• [本文]
また、工程(P2)は、回分固定層方式、移動層方式のいずれであってもよい。
【0038】
また、本発明の製造方法(I)では、特に、工程(P2)で得られた分画を濃縮乾燥して、シキミ酸を得ることが好ましい。すなわち、工程(P2)の後に、工程(P2)で得られた分画を濃縮乾燥させる工程(P3)を含むことが好ましい。
本発明の製造方法(I)では、工程(P1)の後に工程(P2)を行うことで、シキミ酸の純度の高い分画(例えば、純度が95%以上の精製シキミ酸や純度が98%以上の精製シキミ酸を含有する分画)が得られる。そのため、晶析等でさらに精製しなくても純度の高いシキミ酸を得ることができる。シキミ酸を含有する分画を濃縮乾燥させてシキミ酸を得ることにより、従来の晶析で精製する方法のようにシキミ酸が晶析せずに溶媒中に残存することがなく、純度の高いシキミ酸をより高収率で得ることができる。

ポインティングデータセットの項目:
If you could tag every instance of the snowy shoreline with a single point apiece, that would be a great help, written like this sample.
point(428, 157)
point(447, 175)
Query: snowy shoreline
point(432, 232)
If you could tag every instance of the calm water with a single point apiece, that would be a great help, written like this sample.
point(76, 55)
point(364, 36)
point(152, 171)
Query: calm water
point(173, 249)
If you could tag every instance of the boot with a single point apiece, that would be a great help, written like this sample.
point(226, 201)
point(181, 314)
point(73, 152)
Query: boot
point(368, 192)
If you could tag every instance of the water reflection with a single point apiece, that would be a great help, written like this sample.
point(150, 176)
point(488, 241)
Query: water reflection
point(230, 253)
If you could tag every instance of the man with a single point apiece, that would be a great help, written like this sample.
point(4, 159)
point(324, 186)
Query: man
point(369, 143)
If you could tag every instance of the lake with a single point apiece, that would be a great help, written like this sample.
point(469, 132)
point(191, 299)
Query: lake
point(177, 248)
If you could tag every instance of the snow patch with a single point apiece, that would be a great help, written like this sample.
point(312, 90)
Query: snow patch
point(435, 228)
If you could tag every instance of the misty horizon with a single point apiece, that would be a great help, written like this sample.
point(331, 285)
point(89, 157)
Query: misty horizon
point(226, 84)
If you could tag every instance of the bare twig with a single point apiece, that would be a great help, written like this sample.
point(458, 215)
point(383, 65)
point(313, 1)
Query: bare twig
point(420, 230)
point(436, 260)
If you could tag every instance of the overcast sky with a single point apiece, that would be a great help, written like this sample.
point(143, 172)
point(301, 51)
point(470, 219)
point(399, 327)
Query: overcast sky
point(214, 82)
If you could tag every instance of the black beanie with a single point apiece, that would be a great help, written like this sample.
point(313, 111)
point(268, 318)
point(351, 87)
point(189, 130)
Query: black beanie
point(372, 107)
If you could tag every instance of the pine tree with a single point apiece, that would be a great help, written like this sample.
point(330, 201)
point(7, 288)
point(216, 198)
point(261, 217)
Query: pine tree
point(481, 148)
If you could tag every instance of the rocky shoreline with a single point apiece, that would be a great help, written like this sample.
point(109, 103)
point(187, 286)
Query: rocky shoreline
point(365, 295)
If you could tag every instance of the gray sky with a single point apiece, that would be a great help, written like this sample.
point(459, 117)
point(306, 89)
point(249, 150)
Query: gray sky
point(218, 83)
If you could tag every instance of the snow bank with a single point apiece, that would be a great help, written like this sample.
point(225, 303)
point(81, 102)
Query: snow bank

• [取り組む課題]
(a) 本文の「また、工程(P2)は、回分固定層方式、移動層方式のいずれであってもよい。」から「P3)を含むことが好ましい。」までを、「分画」を「画分」に入れ替えて書き直してください。
(b) 本文では、工程(P2)の方式として何が挙げられているか。
(c) シキミ酸の製造方法についての本文を、最後の文の後から書き継げ。

• [課題の解答]
(a)
また、工程(P2)は、回分固定層方式、移動層方式のいずれであってもよい。
【0038】
また、本発明の製造方法(I)では、特に、工程(P2)で得られた画分を濃縮乾燥して、シキミ酸を得ることが好ましい。すなわち、工程(P2)の後に、工程(P2)で得られた画分を濃縮乾燥させる工程(P3)を含むことが好ましい。

(b) 回分固定層方式と移動層方式のいずれであってもよいとされている。

(c)
【0039】
濃縮乾燥の方法は、従来公知の方法を用いることができる。例えば、減圧加熱、常圧加熱、スプレードライ、ドラム乾燥、凍結乾燥等の方法が挙げられる。
【0040】
前述のように、前記工程(P2)に供される処理液は、少なくとも工程(P1)を行った後の処理液であればよく、工程(P1)で得られた処理液をそのまま用いても、工程(P1)以外の工程をさらに行った後の処理液を用いてもよい。
すなわち、本発明の製造方法(I)は、工程(P2)の前に、工程(P1)以外の工程を含んでもよい。
【0041】
例えば、工程(P1)と工程(P2)の間に、限外ろ過膜を用いて濾過を行う工程を設けてもよい。限外ろ過膜としては、分画分子量が1,000~100,000や3,000~80,000のものを用いることができる。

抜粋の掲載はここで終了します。